## BEGIN DOCUMENT EXCERPT
In conclusion, feature flags meet the requirement of the Harvest Delivery team to have control over the rollout status of each microservice independently. If issues arise from a new microservice, then feature flags enable the microservice to be “switched off” in real-time, without the need for redeployment. This allows Harvest Delivery to minimize any user disruption during the architectural changes, which reduces revenue losses and reputation impact. Moreover, Harvest Delivery can rollout microservices to a specified percentage of users, enabling analytics on the new service to be collected.

2.3 Feature Flags as a Solution

Harvest Delivery has decided to move forward with using feature flags to assist in their migration from a monolith to a microservices architecture. This section outlines how Harvest Delivery could integrate feature flags into their existing system.

2.3.1 Developing a Feature Flag Service In-house

Harvest Delivery could choose to develop its own feature flag service. One naive approach would be to maintain a simple feature flag rule set within their application code as a configuration file. However, this would require re-deployment any time the team wished to toggle a feature on or off, or update the rollout percentage. Ultimately, this would negate the benefit of using feature flags.
## END DOCUMENT EXCERPT
## BEGIN DATASET ROWS
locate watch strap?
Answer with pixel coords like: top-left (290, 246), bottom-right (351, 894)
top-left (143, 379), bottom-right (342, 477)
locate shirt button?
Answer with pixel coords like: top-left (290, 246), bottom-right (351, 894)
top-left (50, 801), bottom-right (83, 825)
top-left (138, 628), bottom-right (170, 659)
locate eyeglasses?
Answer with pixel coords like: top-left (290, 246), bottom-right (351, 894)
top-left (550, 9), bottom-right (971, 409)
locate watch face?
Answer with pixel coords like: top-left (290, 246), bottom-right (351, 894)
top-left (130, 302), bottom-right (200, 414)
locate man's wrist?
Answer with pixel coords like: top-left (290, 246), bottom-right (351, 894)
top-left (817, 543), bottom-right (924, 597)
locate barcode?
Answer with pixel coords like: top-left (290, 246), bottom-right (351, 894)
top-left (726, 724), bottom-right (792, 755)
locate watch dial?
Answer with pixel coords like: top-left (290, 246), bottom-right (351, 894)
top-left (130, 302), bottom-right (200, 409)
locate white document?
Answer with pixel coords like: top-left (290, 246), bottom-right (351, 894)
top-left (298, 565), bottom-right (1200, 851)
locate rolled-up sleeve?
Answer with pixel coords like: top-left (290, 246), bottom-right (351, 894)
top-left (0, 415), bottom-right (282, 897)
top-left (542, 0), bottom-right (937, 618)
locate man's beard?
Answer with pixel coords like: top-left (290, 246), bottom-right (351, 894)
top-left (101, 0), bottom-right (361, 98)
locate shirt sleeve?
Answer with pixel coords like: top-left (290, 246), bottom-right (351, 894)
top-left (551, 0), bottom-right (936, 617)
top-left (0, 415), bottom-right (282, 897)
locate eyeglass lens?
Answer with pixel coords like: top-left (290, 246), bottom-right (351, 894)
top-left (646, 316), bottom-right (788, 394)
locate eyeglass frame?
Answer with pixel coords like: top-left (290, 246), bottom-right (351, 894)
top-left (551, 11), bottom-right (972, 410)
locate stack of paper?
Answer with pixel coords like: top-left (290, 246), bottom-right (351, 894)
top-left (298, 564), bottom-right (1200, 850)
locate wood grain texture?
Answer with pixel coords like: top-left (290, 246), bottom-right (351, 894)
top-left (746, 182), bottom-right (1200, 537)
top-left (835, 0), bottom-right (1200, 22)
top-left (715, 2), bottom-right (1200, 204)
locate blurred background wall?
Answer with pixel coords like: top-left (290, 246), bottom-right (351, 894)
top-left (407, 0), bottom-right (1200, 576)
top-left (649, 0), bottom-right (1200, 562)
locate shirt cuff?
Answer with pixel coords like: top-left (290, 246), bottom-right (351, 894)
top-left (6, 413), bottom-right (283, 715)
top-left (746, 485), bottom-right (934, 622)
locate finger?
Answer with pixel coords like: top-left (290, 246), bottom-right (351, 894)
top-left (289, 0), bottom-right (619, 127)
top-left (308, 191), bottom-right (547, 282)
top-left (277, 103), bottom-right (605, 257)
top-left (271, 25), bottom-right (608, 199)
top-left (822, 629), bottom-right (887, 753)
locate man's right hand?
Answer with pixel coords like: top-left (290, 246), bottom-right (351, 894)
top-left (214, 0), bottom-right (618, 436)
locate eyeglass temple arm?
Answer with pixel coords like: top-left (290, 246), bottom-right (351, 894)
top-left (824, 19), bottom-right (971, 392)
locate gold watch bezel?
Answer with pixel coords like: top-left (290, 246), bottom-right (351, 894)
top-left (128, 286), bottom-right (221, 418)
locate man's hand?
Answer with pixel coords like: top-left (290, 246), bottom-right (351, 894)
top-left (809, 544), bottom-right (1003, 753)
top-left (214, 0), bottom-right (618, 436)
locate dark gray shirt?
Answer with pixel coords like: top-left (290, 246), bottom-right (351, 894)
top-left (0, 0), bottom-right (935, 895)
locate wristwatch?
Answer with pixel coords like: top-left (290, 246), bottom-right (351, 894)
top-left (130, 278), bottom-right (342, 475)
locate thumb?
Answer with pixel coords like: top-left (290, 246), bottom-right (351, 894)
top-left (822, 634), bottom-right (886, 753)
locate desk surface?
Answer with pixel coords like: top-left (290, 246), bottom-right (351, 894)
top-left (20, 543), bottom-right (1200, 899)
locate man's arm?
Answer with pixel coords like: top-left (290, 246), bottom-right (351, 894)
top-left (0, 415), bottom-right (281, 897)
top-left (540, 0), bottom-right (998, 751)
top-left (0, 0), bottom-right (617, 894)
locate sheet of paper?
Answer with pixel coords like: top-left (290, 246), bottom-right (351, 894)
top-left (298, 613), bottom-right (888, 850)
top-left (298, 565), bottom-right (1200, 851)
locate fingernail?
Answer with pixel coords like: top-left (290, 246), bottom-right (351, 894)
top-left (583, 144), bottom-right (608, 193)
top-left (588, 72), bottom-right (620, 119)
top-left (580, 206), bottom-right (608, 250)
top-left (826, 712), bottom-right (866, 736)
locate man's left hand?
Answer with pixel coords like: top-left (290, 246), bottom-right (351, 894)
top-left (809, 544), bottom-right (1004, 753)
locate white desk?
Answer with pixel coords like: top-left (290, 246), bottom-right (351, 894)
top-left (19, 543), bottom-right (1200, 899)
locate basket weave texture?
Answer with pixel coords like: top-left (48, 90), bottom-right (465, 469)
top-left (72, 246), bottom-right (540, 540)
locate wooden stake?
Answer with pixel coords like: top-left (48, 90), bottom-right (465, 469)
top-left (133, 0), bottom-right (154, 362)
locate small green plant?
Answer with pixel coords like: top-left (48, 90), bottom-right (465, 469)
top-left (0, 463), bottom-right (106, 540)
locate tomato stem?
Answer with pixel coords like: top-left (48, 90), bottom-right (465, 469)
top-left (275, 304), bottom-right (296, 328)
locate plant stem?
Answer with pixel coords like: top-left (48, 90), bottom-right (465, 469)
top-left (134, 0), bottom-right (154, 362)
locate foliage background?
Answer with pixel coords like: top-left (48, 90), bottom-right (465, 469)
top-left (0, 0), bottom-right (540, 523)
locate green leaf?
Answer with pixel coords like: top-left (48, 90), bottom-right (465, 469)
## END DATASET ROWS
## SET OF TASKS
a – In the feature flags excerpt, translate this sentence into French: "If issues arise from a new microservice, then feature flags enable the microservice to be “switched off” in real-time, without the need for redeployment."
b – Extend the feature flags excerpt past its final sentence, keeping to its subject and tone.

## EXPECTED OUTPUTS
a – Si un nouveau microservice pose des problèmes, les feature flags permettent alors de « désactiver » ce microservice en temps réel, sans qu'un redéploiement soit nécessaire.

b –
A more robust solution would be for the Harvest Delivery engineering team to build a true feature flag management system that would allow flags to be updated and dynamically evaluated without re-deploying any code. However, this would require engineering hours to build, test, and maintain the service. Harvest Delivery is a small team without excess engineering resources to devote to such a project. Additionally, the CTO prefers to move quickly into the transition to microservices, rather than waiting for an additional tool to be developed. A third-party solution that will work out-of-the-box is a better fit for the small, fast-moving team.

2.3.2 Existing Third-Party Solutions

Harvest Delivery requires an easy-to-use solution for their fast-moving team. The existing third-party solutions are evaluated below.

  • Launch Darkly

    LaunchDarkly is an enterprise-level feature management service. It’s a feature-rich, hosted service that includes a wide variety of features. However, because it is proprietary software, it comes at a monetary cost. For Harvest Delivery, LaunchDarkly’s plethora of features is beyond their needs.

  • Cloud Bees

    CloudBees is another hosted service with proprietary software. It provides end-to-end DevOps features, which may be a great fit for larger teams with a focus on DevOps. Unfortunately, Harvest Delivery is a small team and is not concerned with the wide variety of DevOps tools CloudBees provides.

  • FeatureHub

    FeatureHub is an open-source, self-hosted service. Because it is open-source, it can be customized to fit the unique needs of the team. FeatureHub focuses on feature flags for both client-side and server-side features. It offers an array of different flag types, along with complex logic allowing for organizations, users, and a variety of feature sets; the robust features and permissions management make it less accessible for a small team like Harvest Delivery.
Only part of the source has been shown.